- Exercise task -
Copy each line exactly. Leave nothing out.
[begin Record extracts]
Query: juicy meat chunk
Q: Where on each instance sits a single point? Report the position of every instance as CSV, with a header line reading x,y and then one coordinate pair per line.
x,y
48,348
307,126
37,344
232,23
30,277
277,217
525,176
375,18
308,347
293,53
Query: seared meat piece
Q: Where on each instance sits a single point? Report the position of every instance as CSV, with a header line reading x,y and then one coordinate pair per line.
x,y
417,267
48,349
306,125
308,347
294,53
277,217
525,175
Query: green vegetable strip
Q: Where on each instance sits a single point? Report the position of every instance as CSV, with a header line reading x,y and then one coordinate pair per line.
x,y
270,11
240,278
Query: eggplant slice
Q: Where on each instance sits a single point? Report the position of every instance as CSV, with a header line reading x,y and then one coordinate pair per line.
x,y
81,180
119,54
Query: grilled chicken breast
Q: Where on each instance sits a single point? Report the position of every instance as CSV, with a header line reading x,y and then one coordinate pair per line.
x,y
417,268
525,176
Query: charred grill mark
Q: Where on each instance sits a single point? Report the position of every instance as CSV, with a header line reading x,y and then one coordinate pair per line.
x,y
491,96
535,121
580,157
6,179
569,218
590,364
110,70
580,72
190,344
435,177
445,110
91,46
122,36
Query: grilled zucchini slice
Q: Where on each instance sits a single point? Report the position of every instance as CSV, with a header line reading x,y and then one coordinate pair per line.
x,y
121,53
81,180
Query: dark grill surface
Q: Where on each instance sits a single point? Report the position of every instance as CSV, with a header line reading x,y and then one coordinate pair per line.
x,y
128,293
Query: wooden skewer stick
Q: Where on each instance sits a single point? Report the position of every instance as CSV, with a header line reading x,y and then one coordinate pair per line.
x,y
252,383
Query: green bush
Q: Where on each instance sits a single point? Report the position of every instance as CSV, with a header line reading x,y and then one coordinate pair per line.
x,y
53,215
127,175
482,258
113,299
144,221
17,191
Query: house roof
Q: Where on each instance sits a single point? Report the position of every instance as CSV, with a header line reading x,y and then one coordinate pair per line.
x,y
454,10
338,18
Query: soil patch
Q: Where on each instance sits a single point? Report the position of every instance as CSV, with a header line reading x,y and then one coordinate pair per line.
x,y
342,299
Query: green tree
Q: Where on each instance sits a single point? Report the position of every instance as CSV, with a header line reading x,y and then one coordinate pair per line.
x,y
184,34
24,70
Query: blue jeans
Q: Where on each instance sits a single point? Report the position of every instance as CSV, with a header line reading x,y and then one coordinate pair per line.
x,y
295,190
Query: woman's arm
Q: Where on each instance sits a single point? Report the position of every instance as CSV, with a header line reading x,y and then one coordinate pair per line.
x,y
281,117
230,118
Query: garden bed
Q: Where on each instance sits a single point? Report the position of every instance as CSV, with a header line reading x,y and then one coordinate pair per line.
[end Record extracts]
- Solution below -
Query: juicy meat chunk
Q: Where on each instance sits a single point? Report the position of every instance as CSV, with a header line reading x,y and then one coordinate pair per line.
x,y
48,348
307,126
37,344
232,23
30,277
277,217
525,176
375,18
308,347
293,53
Query: seared meat piece
Q: Where on each instance sits a single point? Report the position of every instance as CSV, with a header line reading x,y and then one coordinate pair per line.
x,y
417,267
48,349
306,125
308,347
294,53
277,217
525,175
Query: green vegetable strip
Q: Where on each instance sits a single point? Report the position of every instance as CSV, with a header line reading x,y and then one coordinate pair per line.
x,y
270,11
240,278
Query: eggplant slice
Q: Where on each instance sits a single point? Report the position of every instance as CSV, with a header line reading x,y and then one coordinate pair per line.
x,y
81,180
119,54
Query: grilled chicken breast
Q: Where on each instance sits a single point? Report the position of every instance as CSV, with a header line reading x,y and then one coordinate pair per line.
x,y
417,268
525,176
Query: charred grill mark
Q: Where on each instance sits a single point? Report the position of every instance as CSV, with a header line reading x,y and then one coordinate pair per line.
x,y
491,96
535,121
580,157
6,179
569,218
590,364
110,70
580,72
190,344
435,177
445,110
91,46
122,36
Query: grilled zucchini slice
Q: Where on each instance sits a single point? Report the position of every instance as CSV, with a header line reading x,y and then one coordinate pair per line.
x,y
121,53
81,180
Query: dark grill surface
Q: Where on each instance sits a single point? Report the position of every instance as CSV, with a header line reading x,y and then one coordinate pair per line.
x,y
128,293
Query: wooden skewer stick
Q: Where on each instance sits a single point? Report the position of every instance as CSV, with a header line reading x,y and then one coordinate pair per line.
x,y
252,383
Query: green bush
Q: Where on each instance sits a single point? Report the position of every instance as CSV, with a header line reading x,y and then one coordinate pair per line.
x,y
53,215
127,175
482,258
113,299
144,221
17,191
Query: house roof
Q: Where on each instance sits a single point? Report the position of every instance as CSV, with a header line reading x,y and then one coordinate pair per line.
x,y
454,10
338,18
Query: soil patch
Q: Where on each instance sits a single point? Report the position of every instance as CSV, with a header line reading x,y and then one coordinate pair per line.
x,y
342,299
Query: green tree
Q: Where on each instance sits a single point? Report the position of every instance as CSV, with a header line reading x,y and then one coordinate pair per line.
x,y
184,34
24,70
Query: blue jeans
Q: Where on each instance sits a single point? Report the position of every instance as CSV, with a header line reading x,y and then one coordinate pair per line.
x,y
295,190
Query: woman's arm
Q: Where on each instance sits a single point? Report the position of every instance as CSV, with a header line reading x,y and then one coordinate pair per line.
x,y
281,117
230,118
Query: garden bed
Q: Where on each instance sits a single point? Report the position of every instance as CSV, with a header line reading x,y and then one coordinate pair per line.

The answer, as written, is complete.